YOUR TASK: The entries are to be returned exactly, with images left out.

ENTRIES:
= = = =

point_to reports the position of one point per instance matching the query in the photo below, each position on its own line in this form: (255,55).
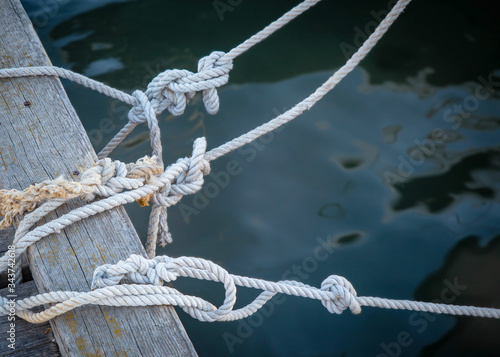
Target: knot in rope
(108,177)
(189,181)
(172,88)
(345,295)
(138,269)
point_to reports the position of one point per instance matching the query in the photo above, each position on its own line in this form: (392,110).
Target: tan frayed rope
(117,184)
(105,179)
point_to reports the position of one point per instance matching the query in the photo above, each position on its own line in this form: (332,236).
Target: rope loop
(172,88)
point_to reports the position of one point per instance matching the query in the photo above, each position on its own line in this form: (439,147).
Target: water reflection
(176,34)
(470,268)
(439,191)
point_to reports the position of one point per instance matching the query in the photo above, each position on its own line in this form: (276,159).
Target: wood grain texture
(6,238)
(46,140)
(31,339)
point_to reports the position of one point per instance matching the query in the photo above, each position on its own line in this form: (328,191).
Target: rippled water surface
(392,180)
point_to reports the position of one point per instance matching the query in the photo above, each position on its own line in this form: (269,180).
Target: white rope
(171,90)
(336,293)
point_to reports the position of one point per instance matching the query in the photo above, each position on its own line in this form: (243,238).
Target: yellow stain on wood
(80,342)
(113,324)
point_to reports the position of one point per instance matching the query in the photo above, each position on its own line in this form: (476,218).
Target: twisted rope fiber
(336,293)
(171,90)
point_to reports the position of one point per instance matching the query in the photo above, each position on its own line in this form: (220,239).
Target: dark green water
(392,180)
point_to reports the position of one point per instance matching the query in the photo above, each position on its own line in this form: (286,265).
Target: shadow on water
(439,191)
(113,37)
(466,278)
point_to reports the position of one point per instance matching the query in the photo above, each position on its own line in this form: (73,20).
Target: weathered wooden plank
(6,238)
(42,141)
(30,339)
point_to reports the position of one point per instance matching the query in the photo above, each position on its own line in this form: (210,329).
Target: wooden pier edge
(43,140)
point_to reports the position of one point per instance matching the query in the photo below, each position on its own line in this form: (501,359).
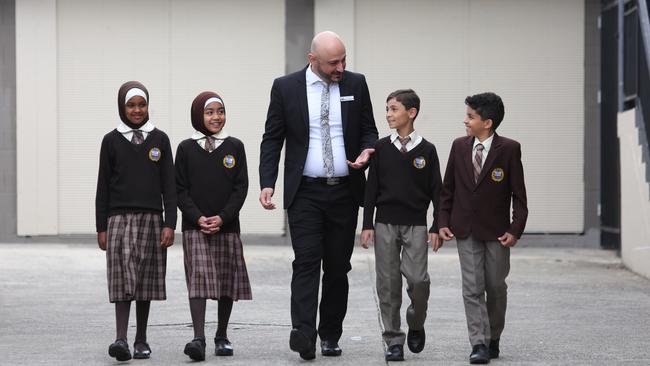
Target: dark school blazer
(483,209)
(288,120)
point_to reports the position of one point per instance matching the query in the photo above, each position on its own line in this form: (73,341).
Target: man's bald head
(327,56)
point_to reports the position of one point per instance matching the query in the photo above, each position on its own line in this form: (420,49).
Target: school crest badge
(419,162)
(154,154)
(229,161)
(497,174)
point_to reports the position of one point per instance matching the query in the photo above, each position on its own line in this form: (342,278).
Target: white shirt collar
(486,144)
(123,128)
(413,135)
(311,77)
(221,135)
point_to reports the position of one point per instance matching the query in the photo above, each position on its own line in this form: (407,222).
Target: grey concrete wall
(7,120)
(298,33)
(592,121)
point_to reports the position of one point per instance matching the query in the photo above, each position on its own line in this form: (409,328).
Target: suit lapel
(302,97)
(344,90)
(492,154)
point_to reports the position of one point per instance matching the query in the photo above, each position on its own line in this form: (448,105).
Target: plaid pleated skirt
(215,266)
(135,261)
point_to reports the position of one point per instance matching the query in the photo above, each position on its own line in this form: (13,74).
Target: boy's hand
(435,241)
(265,198)
(367,237)
(101,240)
(167,237)
(445,233)
(362,159)
(507,240)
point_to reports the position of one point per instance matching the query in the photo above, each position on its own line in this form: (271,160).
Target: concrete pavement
(566,306)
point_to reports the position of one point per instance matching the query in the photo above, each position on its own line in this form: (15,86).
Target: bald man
(324,115)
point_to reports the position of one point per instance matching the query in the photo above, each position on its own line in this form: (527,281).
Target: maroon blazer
(483,209)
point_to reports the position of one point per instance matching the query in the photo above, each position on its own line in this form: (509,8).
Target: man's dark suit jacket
(483,209)
(288,119)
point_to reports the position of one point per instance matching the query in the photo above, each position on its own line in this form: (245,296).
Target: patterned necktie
(328,156)
(404,141)
(209,143)
(137,137)
(478,161)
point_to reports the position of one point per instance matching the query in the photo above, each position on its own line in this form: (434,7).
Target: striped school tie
(209,143)
(404,141)
(478,161)
(137,137)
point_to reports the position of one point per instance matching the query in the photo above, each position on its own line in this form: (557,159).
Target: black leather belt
(332,181)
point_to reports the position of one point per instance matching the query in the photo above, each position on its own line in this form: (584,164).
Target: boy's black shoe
(119,350)
(141,350)
(494,348)
(479,355)
(298,342)
(196,349)
(395,353)
(222,347)
(415,340)
(330,348)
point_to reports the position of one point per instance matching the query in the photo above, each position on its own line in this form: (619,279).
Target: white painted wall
(72,57)
(37,168)
(635,197)
(529,52)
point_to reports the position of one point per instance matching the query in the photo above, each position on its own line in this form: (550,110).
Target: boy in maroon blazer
(484,176)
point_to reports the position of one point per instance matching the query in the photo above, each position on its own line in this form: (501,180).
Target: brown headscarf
(196,112)
(121,94)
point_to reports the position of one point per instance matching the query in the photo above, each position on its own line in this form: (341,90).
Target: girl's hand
(167,237)
(367,237)
(101,240)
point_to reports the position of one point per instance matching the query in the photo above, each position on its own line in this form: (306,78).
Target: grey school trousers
(484,267)
(411,243)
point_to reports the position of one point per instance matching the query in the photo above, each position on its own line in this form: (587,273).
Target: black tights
(122,311)
(197,310)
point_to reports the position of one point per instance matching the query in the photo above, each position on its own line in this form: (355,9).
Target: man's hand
(167,237)
(367,237)
(265,198)
(362,159)
(435,241)
(445,234)
(507,240)
(101,240)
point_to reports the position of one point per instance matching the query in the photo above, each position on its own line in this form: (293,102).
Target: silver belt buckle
(332,181)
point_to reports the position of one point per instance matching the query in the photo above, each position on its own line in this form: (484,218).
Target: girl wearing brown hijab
(136,185)
(212,183)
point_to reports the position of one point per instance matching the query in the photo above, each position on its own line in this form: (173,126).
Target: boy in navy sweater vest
(404,178)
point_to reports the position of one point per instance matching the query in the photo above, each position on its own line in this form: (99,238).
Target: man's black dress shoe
(119,350)
(298,342)
(395,353)
(196,349)
(479,355)
(415,340)
(141,350)
(330,348)
(494,348)
(222,347)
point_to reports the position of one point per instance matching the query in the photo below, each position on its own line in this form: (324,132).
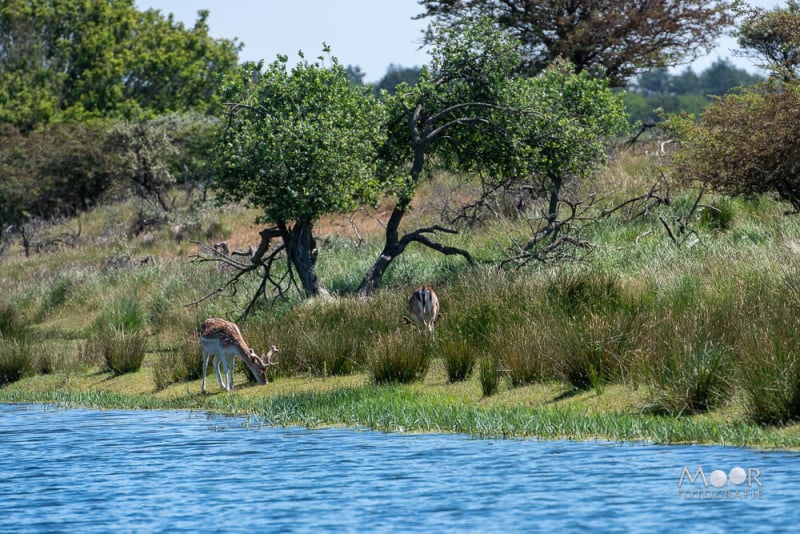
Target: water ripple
(95,471)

= = = =

WRITTEN ANSWER:
point_to reports the position of one point per instance matching the query in the photo below, each position on its own line in this form: (255,55).
Target: knot in rope
(108,177)
(189,181)
(172,88)
(345,295)
(138,269)
point_to reports the position of one point per instance matching the query in the photo above, each position on its own line in this form: (392,110).
Target: tan frayed rope
(117,184)
(105,179)
point_to reports the position of one point per instance matching the query in the photo above, each position on its own line in this form: (332,236).
Target: rope loop
(172,88)
point_to reports the position of one point per instance matching the query in the photo above, each position on its own line in this form: (439,147).
Target: water reflection
(176,34)
(470,268)
(439,191)
point_to reports the position of one point per instance matching the query in the photo above, each position on its own line in this form: (276,159).
Target: wood grain texture
(6,238)
(46,140)
(31,339)
point_to reports the position of one point per instance matching the query in the photo above, each position on its own line in this form: (328,191).
Target: rippled water surface
(392,180)
point_to reports the position of one point per instance matching the query in the photo above, each position on its own line in this form: (269,180).
Target: white rope
(171,90)
(336,293)
point_to reports the position of one point per instance matching the query in the photo above, each position on its own line in this form: (243,238).
Target: yellow stain on wood
(80,342)
(113,324)
point_to reports the position of one point per instance matching the query in the photo above, each position on its own line in this form: (476,218).
Target: twisted rope fiber
(336,293)
(171,90)
point_to reports the position of one point per instance matching the query in the photo above, each position on its own line in this form: (220,239).
Target: dark green water
(392,180)
point_to reports the position of one point per instance matching the query in the photo above, each position on its own line in this form: (286,265).
Target: shadow on water
(439,191)
(113,37)
(466,278)
point_to reports the position of one point per instance matching the query in the photo above, each position on its own line in this form: (73,20).
Target: weathered wooden plank
(6,238)
(42,141)
(30,339)
point_to reports the position of one point per instance matching the query in the photo above, each position on its own line in this form: (210,329).
Target: wooden pier edge
(43,140)
point_to reports the position of one point per instance matching the query in the photo below, each position on its own line in this form: (501,359).
Target: dark school blazer
(483,209)
(288,120)
point_to reports the position of one point per instance matching the query in the photo above, each position on its own line in this form: (73,341).
Target: man's bald head
(327,56)
point_to reports the position of one point per instance matching the query in the photo above, each position on its own line in this form: (420,49).
Target: school crest badge
(419,162)
(154,154)
(229,161)
(497,174)
point_to reports the position of one point per instance matching the query in the photo above, each position on its own line in this form: (342,278).
Target: white shirt collar
(486,144)
(123,128)
(413,135)
(311,77)
(221,135)
point_to reports the position of one point per instance matching the query in the photo above, each position on its own line in this form: (407,222).
Target: grey concrete wall
(7,120)
(298,33)
(592,121)
point_to reports the position of one point per instance matching the query in the photo above, each position on its own line in this form: (409,328).
Target: suit lapel
(302,97)
(344,90)
(492,154)
point_to reports the position of one point per instance matching the query in the photo above, each position on its own line in this form: (448,105).
Target: plaid pleated skirt
(215,266)
(135,261)
point_to reports the position of one point per instance matching the query in the photo above, each position on its own line in this form: (13,74).
Target: boy's hand
(435,241)
(265,198)
(367,237)
(101,240)
(167,237)
(445,233)
(362,159)
(507,240)
point_to reports the position of one point per instance matching the query in the photo above, each position on its own line in this form: (271,160).
Target: concrete pavement
(566,306)
point_to reports the position of one point per instance matching the query in the photo above, each position on its own line in this form: (15,86).
Target: bald man
(324,115)
point_to reports the position of one point per instance matching the query in the photo above, each position on its own line in this form: (527,281).
Target: maroon blazer
(483,209)
point_to reports the position of one point per instance matching the query in the photo above, each position on its own line in this form: (509,8).
Target: man's dark suit jacket
(483,209)
(288,119)
point_to reports the position of one point per instance matching the query in the photo above, each position on its own line in this form: (245,296).
Target: patterned necktie
(328,156)
(404,141)
(209,143)
(137,137)
(478,161)
point_to reports the position of one point per instance matching the query in the photo above, each position on its own line in this form: (434,7).
Target: striped school tie
(209,143)
(404,141)
(478,161)
(137,137)
point_to reports the position of one point per instance matching the query in the photo above, each position on its own line in this form: (557,159).
Target: black leather belt
(332,181)
point_to reports the position of one point per instance matching the query in the photo above, each position on its own line in this form: (584,164).
Target: boy's black shoe
(119,350)
(141,350)
(494,348)
(479,355)
(298,342)
(196,349)
(395,353)
(222,347)
(415,340)
(330,348)
point_to reports the position of one point per instance matching the query in the photo above, each position on its own line in this form: (619,279).
Target: white painted wall
(72,57)
(37,168)
(635,197)
(529,52)
point_to reports the position of one point per instance matching the query in the photo above, each position on its own line in this form: (550,110).
Target: boy in maroon blazer
(484,176)
point_to reports the position of one point per instance matching the query in the photo above, each position on its own line in this form: (501,180).
Target: brown headscarf
(196,112)
(121,94)
point_to reports the position of one point per instance matching the query in the photo above, each position on its own line in this form: (341,90).
Target: girl's hand
(167,237)
(367,237)
(101,240)
point_to reports the position of one point per instance matching the query in the photo above, each position on its own line in this form: (306,78).
Target: grey school trousers
(484,267)
(411,243)
point_to reports the position of one point per instance matching the query in the photo above, each position on its own line in this form: (587,273).
Target: black tights
(122,311)
(197,310)
point_to reports the position of one point per instance matching the query in the photo above, each position on its own line in this form: (355,9).
Target: man's hand
(167,237)
(367,237)
(265,198)
(362,159)
(435,241)
(445,234)
(507,240)
(101,240)
point_to reports the position of one point per instance matching the query in the photo above, each position on its own line in this form: (293,102).
Target: silver belt buckle
(332,181)
point_to reports the position of one point per instance matching the query in the photo above, each position on its own line in this form: (484,218).
Target: girl wearing brown hijab
(136,185)
(212,183)
point_to reports the position of one point per instance matching the query in the photo above, each position on its own line in this form: (173,126).
Target: boy in navy sweater vest
(404,178)
point_to reports the position of one point per instance matching the query in the photo above, each position on its own line in this form: (99,238).
Target: man's black dress shoe
(119,350)
(298,342)
(395,353)
(196,349)
(479,355)
(415,340)
(141,350)
(330,348)
(494,348)
(222,347)
point_to reports the position of one point per instance matching the query in the photo below, each position on its own line in this form: (324,132).
Target: water ripple
(95,471)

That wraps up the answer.